- **Aim of the exercise**
Output exactly the lines from the one holding "If you could put a point on the wall" through the final line of the entries.

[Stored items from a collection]
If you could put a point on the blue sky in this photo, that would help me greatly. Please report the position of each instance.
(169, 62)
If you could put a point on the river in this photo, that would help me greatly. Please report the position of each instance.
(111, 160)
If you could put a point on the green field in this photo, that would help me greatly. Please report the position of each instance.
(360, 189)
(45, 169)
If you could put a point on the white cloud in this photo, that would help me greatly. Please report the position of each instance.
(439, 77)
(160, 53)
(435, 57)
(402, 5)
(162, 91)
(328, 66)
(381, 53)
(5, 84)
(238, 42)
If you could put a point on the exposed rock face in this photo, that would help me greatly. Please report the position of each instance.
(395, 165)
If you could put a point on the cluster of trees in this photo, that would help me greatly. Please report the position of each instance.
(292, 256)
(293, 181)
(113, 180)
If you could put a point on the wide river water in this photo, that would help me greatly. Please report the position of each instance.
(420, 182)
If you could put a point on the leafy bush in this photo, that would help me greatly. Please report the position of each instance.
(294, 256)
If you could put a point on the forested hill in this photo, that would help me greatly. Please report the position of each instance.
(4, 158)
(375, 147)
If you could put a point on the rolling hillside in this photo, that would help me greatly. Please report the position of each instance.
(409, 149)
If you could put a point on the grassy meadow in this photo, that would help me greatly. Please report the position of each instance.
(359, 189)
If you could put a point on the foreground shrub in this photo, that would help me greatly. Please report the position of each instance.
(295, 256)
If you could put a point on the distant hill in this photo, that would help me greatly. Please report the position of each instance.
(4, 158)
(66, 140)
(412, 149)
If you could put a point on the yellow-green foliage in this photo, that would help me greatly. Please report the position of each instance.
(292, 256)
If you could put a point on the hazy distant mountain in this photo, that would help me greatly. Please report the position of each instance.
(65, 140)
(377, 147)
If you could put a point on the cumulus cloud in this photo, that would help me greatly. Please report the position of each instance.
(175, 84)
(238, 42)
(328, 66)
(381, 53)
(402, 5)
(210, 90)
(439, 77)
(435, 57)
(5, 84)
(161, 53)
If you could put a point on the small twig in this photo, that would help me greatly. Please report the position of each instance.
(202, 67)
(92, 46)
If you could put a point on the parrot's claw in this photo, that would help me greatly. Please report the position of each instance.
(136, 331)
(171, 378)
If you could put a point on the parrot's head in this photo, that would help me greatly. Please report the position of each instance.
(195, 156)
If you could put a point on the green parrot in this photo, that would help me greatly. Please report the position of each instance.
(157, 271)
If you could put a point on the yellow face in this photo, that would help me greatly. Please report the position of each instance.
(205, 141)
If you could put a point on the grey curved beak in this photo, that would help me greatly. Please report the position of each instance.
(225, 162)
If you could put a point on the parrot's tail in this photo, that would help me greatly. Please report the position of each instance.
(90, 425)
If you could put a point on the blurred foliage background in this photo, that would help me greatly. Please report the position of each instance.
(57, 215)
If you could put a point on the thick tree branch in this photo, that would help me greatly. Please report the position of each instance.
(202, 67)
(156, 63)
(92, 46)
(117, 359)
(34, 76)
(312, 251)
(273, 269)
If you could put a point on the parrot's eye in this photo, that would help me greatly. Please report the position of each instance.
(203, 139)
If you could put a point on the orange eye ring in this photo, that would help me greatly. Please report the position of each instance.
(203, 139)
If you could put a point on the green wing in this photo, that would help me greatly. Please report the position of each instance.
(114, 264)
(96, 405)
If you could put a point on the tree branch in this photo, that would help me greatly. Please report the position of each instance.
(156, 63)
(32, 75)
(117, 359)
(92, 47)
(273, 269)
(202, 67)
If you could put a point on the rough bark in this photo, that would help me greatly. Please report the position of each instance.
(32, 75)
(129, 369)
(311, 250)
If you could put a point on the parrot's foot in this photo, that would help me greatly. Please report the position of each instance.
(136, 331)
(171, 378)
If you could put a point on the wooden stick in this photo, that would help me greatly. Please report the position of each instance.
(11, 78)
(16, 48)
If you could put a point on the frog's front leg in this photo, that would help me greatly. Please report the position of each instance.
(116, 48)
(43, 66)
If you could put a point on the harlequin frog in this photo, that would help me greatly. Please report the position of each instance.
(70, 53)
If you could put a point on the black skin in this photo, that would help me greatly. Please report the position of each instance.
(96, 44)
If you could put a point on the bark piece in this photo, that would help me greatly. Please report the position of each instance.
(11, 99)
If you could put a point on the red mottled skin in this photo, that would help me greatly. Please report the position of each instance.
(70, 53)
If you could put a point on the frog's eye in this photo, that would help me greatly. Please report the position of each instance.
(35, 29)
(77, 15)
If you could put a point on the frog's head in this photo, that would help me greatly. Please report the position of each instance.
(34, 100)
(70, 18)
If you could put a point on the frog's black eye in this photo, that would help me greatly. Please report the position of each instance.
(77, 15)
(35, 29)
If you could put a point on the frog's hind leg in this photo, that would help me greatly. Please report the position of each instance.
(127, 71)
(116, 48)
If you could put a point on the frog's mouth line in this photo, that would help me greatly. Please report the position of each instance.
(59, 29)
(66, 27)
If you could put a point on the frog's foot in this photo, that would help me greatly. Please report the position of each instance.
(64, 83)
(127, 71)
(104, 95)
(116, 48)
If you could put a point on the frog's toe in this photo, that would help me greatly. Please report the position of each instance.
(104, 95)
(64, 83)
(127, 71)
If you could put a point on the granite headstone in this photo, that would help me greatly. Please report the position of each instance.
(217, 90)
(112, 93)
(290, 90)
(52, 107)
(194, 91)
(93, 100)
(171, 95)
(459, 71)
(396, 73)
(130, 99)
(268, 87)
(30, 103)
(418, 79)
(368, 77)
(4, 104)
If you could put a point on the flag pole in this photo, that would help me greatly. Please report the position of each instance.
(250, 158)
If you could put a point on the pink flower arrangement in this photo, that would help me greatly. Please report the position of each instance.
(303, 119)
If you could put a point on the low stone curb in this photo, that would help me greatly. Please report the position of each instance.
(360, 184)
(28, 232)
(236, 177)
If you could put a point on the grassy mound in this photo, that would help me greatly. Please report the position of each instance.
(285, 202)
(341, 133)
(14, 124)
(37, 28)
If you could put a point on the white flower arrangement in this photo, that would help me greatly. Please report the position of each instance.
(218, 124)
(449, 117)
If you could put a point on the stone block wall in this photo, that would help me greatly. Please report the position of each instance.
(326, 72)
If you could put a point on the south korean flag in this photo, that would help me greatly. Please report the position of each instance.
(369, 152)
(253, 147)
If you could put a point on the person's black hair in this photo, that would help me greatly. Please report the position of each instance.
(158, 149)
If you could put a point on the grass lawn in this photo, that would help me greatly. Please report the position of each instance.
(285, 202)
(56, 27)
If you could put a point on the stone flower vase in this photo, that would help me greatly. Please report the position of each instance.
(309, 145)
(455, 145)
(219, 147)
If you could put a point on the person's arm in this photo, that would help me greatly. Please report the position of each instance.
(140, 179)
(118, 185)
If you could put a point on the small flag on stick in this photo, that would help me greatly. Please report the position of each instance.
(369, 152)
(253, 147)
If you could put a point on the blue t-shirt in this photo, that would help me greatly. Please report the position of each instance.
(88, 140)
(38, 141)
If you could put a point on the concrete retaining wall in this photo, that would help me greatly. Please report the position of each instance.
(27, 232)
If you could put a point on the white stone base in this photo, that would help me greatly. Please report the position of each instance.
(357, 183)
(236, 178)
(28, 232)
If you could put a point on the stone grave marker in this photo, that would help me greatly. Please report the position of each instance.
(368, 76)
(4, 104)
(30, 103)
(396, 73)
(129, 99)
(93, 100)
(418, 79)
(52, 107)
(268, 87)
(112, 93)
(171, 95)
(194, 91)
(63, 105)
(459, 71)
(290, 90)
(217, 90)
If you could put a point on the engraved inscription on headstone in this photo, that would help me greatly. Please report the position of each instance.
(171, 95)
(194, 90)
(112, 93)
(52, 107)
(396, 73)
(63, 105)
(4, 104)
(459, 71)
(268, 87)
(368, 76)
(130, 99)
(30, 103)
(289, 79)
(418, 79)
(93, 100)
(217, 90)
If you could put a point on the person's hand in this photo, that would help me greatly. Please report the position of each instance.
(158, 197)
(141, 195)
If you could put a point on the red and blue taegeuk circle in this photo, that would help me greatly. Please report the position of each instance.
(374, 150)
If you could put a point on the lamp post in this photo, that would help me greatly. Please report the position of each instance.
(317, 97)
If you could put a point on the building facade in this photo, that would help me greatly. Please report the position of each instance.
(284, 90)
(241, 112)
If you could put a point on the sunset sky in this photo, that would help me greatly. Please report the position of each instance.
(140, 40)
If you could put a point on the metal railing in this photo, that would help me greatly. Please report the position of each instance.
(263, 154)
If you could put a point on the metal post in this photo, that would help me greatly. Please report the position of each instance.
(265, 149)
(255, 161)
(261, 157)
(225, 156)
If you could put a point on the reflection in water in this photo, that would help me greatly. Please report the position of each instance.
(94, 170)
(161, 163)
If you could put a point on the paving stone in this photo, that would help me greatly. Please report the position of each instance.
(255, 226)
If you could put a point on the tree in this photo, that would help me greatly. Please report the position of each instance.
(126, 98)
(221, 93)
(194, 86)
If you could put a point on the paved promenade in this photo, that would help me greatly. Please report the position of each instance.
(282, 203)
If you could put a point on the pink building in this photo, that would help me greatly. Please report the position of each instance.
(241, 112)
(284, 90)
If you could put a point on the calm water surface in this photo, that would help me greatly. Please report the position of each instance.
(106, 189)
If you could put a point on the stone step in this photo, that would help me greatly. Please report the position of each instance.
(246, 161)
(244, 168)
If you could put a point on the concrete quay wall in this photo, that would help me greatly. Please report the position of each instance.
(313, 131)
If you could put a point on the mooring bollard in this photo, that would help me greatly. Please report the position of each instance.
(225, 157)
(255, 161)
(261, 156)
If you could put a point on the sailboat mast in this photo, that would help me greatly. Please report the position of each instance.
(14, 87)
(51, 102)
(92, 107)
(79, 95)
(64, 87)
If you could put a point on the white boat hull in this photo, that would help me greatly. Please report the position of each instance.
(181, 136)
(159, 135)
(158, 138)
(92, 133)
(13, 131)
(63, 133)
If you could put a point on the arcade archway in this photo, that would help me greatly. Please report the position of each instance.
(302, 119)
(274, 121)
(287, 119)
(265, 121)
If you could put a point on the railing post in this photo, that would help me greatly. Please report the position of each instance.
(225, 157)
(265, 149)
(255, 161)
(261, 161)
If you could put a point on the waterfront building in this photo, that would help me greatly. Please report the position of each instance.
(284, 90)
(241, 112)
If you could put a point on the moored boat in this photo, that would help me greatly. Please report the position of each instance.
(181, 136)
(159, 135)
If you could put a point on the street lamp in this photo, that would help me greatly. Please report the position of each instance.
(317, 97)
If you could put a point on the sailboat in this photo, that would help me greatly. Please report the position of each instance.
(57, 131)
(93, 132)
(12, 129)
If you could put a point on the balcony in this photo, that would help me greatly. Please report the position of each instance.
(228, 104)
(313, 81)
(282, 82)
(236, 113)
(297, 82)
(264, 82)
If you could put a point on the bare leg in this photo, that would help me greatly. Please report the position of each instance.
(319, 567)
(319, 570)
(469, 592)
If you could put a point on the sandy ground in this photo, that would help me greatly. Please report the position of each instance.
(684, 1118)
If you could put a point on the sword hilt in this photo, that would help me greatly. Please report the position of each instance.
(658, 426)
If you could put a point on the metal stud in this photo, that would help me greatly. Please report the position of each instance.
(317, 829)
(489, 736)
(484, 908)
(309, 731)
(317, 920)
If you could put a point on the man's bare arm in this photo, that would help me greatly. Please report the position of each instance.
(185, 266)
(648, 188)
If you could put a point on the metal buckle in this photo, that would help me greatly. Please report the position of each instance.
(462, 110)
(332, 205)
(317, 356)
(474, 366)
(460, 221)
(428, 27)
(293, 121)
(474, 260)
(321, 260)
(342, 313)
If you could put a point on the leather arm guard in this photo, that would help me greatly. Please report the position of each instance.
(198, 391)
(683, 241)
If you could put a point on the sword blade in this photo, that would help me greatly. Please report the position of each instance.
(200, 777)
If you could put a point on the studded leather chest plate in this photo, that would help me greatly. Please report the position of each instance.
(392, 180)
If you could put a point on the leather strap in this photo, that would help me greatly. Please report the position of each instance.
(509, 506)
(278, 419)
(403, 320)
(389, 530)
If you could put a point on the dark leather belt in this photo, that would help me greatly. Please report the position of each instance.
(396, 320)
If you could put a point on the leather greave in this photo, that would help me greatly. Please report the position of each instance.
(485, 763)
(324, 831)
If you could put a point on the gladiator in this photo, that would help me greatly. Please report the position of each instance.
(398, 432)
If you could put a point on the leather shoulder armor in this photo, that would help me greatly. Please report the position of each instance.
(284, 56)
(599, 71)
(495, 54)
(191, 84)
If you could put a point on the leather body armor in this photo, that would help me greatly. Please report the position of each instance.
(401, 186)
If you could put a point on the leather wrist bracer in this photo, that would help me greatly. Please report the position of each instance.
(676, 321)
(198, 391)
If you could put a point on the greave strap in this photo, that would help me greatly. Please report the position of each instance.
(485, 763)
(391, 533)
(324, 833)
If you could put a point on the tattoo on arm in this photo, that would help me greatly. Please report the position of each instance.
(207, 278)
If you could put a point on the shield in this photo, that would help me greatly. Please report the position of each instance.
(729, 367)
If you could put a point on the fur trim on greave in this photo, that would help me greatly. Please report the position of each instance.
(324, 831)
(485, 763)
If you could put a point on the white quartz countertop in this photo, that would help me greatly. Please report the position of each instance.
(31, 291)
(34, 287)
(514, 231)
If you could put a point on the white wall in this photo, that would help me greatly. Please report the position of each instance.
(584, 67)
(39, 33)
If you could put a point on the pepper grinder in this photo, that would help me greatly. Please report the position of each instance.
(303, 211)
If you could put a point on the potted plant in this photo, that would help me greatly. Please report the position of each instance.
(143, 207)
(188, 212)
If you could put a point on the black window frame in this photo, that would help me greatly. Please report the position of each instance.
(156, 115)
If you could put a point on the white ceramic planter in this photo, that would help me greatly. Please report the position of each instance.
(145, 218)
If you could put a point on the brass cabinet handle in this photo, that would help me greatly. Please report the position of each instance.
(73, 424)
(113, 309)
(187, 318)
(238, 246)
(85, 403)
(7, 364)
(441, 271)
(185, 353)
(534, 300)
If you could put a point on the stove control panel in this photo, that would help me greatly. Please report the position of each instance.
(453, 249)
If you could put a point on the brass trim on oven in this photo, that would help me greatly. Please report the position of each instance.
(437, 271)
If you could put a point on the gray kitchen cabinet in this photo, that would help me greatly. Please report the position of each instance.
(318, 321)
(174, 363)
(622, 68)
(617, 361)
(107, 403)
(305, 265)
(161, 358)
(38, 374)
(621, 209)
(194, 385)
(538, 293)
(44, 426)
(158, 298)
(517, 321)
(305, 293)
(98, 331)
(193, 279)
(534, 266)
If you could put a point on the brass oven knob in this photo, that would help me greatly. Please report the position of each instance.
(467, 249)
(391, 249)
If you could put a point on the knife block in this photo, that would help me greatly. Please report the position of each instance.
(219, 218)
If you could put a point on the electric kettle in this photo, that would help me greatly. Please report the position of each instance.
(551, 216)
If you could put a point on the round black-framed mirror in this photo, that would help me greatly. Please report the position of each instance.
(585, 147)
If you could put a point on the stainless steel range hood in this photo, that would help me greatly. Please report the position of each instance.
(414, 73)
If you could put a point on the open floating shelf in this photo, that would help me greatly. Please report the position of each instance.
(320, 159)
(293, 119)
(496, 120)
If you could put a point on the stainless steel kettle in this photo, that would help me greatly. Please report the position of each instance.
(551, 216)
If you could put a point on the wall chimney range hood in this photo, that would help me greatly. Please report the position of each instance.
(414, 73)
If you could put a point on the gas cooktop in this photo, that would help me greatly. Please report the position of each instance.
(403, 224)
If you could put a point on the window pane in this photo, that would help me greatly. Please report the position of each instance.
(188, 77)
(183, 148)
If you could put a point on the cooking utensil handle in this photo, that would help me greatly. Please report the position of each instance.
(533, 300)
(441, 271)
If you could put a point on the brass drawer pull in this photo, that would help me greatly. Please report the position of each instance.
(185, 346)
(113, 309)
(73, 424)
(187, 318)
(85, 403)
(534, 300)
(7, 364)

- **Task result**
If you could put a point on the wall chimney range hood in this photo, that would help me greatly. Please report the position of each instance.
(414, 73)
If you could put a point on the gas cooktop in this photo, that would help me greatly. Please report the position of each instance.
(403, 224)
If you could put a point on the window pane in this photo, that would help me greatly. Please report the position of each instance.
(188, 77)
(183, 148)
If you could put a point on the cooking utensil handle in this photo, that would help me greatly. Please report the position of each instance.
(533, 300)
(441, 271)
If you could put a point on the brass drawer pull in this photo, that would help me greatly. Please report the position of each instance.
(185, 346)
(113, 309)
(73, 424)
(187, 318)
(85, 403)
(534, 300)
(7, 364)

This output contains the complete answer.